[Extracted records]

_ _ _

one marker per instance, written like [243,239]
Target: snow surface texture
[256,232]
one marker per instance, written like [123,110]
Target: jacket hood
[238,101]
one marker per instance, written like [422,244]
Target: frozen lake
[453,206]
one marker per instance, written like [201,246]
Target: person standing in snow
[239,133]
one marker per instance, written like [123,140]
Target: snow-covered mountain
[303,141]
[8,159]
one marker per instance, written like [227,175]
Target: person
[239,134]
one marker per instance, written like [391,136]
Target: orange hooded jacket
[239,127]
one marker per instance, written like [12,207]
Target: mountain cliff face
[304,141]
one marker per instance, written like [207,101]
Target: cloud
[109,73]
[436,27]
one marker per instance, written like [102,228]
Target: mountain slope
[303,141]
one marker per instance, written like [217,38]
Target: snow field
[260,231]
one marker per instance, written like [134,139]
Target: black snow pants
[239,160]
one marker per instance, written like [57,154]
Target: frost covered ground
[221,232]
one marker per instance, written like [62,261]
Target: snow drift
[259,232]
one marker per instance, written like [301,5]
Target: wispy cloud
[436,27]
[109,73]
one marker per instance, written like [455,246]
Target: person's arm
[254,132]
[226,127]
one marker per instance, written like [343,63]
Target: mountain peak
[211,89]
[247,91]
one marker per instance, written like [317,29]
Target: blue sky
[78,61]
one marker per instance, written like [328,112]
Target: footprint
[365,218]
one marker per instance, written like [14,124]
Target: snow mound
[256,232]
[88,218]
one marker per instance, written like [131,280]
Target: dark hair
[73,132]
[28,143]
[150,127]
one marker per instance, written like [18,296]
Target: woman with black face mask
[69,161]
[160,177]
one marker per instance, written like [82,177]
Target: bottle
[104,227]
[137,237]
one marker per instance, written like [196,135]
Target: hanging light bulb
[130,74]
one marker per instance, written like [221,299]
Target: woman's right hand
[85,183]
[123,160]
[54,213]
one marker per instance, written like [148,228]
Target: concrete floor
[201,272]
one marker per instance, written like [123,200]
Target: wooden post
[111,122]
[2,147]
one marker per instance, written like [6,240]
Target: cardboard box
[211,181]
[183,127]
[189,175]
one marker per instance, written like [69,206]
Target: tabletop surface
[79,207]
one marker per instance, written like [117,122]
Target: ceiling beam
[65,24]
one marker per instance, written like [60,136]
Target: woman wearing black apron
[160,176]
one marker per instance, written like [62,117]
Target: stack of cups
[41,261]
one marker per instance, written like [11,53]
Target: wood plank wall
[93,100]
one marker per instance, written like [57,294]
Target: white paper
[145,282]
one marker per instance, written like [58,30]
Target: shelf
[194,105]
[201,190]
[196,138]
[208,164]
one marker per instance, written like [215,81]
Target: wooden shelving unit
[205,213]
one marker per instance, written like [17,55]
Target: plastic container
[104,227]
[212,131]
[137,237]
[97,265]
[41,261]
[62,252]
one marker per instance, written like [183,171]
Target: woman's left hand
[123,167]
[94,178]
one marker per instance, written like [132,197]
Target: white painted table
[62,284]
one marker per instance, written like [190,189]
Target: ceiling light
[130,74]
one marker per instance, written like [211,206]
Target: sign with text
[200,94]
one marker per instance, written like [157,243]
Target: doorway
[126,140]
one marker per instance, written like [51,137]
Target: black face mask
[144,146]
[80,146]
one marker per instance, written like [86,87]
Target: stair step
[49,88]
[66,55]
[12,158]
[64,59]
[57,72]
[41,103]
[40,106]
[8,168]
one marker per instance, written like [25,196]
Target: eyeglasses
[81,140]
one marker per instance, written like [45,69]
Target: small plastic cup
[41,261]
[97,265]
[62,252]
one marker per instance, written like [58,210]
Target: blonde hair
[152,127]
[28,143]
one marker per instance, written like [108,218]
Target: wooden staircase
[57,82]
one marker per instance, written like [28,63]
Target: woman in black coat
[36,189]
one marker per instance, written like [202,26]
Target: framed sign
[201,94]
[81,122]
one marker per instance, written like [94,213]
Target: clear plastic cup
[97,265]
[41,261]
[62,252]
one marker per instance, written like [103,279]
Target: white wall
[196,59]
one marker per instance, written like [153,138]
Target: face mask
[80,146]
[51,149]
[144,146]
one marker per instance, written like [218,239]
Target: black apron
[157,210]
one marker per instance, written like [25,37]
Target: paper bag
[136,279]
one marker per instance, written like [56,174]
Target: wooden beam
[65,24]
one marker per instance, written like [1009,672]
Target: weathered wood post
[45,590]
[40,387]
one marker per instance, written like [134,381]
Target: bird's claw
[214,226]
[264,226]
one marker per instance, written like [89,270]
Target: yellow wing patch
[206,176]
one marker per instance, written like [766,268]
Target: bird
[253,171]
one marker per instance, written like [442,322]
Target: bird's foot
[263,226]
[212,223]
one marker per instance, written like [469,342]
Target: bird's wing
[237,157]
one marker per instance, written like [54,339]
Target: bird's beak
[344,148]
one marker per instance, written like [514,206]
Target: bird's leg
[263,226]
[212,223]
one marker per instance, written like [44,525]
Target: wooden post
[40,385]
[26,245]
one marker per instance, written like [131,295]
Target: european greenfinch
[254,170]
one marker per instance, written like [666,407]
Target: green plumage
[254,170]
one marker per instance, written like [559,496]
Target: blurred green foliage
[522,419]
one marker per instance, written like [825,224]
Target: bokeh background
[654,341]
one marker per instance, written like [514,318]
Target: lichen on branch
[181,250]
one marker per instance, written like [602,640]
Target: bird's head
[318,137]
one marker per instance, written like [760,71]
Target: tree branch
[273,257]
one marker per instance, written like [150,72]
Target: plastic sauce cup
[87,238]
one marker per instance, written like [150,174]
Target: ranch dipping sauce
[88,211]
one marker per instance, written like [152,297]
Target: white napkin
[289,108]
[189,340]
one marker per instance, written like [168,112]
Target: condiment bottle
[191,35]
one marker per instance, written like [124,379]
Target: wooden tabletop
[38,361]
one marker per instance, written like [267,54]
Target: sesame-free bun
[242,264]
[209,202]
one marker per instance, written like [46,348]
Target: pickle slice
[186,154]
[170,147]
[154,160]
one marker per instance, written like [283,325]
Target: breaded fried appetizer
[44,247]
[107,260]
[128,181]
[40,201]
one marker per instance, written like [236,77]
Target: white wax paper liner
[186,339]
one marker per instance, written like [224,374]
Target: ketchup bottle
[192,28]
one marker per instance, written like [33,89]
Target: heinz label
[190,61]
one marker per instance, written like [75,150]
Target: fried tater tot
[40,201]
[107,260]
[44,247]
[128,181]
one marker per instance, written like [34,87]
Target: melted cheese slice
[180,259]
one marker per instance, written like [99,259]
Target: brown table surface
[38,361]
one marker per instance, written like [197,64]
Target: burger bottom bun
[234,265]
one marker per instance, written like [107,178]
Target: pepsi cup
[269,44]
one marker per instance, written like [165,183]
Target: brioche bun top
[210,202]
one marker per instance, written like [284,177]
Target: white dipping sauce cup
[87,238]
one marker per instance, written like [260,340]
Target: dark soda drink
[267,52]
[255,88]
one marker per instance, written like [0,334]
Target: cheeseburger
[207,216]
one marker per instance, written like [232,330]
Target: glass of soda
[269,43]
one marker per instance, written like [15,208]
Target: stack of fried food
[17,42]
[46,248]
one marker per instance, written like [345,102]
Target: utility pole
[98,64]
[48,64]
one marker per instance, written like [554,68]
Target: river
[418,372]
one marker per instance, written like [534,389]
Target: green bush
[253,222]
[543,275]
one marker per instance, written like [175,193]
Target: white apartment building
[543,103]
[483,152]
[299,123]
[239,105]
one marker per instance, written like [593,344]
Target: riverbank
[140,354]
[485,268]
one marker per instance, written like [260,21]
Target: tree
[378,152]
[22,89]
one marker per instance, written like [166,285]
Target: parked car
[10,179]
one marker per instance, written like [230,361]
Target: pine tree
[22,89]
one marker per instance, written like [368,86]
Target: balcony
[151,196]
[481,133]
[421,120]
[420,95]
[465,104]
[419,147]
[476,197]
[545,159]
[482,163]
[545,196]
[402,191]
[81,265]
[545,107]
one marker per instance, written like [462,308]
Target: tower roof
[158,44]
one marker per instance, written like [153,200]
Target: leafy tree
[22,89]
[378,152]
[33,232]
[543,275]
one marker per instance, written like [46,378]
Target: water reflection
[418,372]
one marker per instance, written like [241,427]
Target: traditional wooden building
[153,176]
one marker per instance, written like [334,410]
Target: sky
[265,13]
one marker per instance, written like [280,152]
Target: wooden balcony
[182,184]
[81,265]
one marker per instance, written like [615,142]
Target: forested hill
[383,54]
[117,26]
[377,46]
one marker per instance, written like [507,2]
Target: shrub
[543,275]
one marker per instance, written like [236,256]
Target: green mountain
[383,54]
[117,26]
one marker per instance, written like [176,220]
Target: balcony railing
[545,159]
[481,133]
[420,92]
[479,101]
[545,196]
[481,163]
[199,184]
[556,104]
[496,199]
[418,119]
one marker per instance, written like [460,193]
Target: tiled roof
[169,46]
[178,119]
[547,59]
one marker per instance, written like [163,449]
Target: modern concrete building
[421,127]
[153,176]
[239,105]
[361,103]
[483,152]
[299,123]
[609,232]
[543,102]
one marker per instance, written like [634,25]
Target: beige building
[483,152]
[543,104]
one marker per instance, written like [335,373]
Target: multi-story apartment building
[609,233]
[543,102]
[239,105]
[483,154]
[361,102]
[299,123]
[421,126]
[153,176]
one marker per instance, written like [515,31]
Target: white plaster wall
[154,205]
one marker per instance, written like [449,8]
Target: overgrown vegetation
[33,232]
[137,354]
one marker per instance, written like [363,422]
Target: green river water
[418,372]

_ _ _

Among the records above, only the lines between the line holding "one marker per instance, written like [825,224]" and the line holding "one marker per instance, written like [267,54]", inclusive, are to be output, exactly as written.

one marker per instance, written like [825,224]
Target: bokeh background
[654,341]
one marker per instance, written like [514,318]
Target: lichen on branch
[181,250]
one marker per instance, written like [602,640]
Target: bird's head
[318,137]
one marker per instance, written like [760,71]
Target: tree branch
[273,257]
one marker per instance, written like [150,72]
Target: plastic sauce cup
[87,238]
one marker per instance, written like [150,174]
Target: ranch dipping sauce
[88,211]
one marker per instance, written like [152,297]
Target: white napkin
[289,108]
[189,340]
one marker per instance, written like [168,112]
Target: condiment bottle
[191,35]
one marker per instance, written like [124,379]
Target: wooden tabletop
[38,361]
one marker per instance, written like [267,54]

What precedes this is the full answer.